▶ _DATA FOR THIS TASK_
════════════════

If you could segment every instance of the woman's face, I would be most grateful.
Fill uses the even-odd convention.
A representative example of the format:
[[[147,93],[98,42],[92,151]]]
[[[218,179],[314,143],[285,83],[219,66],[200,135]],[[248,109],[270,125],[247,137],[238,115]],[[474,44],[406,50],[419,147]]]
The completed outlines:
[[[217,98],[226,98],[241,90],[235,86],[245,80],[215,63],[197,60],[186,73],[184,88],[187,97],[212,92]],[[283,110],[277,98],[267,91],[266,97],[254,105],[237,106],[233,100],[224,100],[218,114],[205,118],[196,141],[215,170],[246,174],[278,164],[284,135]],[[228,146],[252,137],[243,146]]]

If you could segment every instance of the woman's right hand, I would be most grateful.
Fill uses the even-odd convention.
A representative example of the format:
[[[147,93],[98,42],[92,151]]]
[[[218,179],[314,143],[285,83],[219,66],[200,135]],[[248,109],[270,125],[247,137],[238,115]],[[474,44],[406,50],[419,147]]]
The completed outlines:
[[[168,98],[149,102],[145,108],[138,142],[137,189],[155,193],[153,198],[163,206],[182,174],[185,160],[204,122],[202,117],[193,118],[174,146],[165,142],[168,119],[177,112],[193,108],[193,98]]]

════════════════

▶ _EXERCISE AIM_
Reproduce all of the data exactly as given.

▶ _EXERCISE OUTPUT_
If you could segment every instance of the woman's face, I would be most grateful.
Fill uses the even-odd convention.
A representative example of the format:
[[[147,93],[98,42],[92,151]]]
[[[218,179],[314,143],[285,83],[219,66],[200,135]],[[248,109],[270,125],[247,137],[238,115]],[[474,44],[406,50],[419,147]]]
The completed outlines:
[[[217,98],[226,98],[241,90],[235,86],[245,80],[215,63],[197,60],[186,73],[184,88],[187,97],[212,92]],[[283,110],[277,98],[267,91],[266,97],[254,105],[237,106],[233,100],[224,100],[218,114],[205,118],[196,141],[215,170],[246,174],[278,164],[284,135]],[[228,146],[252,137],[243,146]]]

If you could segment every instance of the woman's right hand, I would be most grateful.
Fill uses the even-odd convention.
A representative example of the format:
[[[147,93],[98,42],[92,151]]]
[[[218,179],[314,143],[285,83],[219,66],[200,135]],[[248,109],[270,125],[247,137],[238,115]],[[474,44],[406,50],[419,147]]]
The completed outlines:
[[[168,98],[149,102],[145,108],[138,142],[137,189],[155,193],[153,198],[163,206],[182,174],[185,160],[204,122],[202,117],[193,118],[174,146],[165,142],[168,119],[177,112],[193,108],[193,98]]]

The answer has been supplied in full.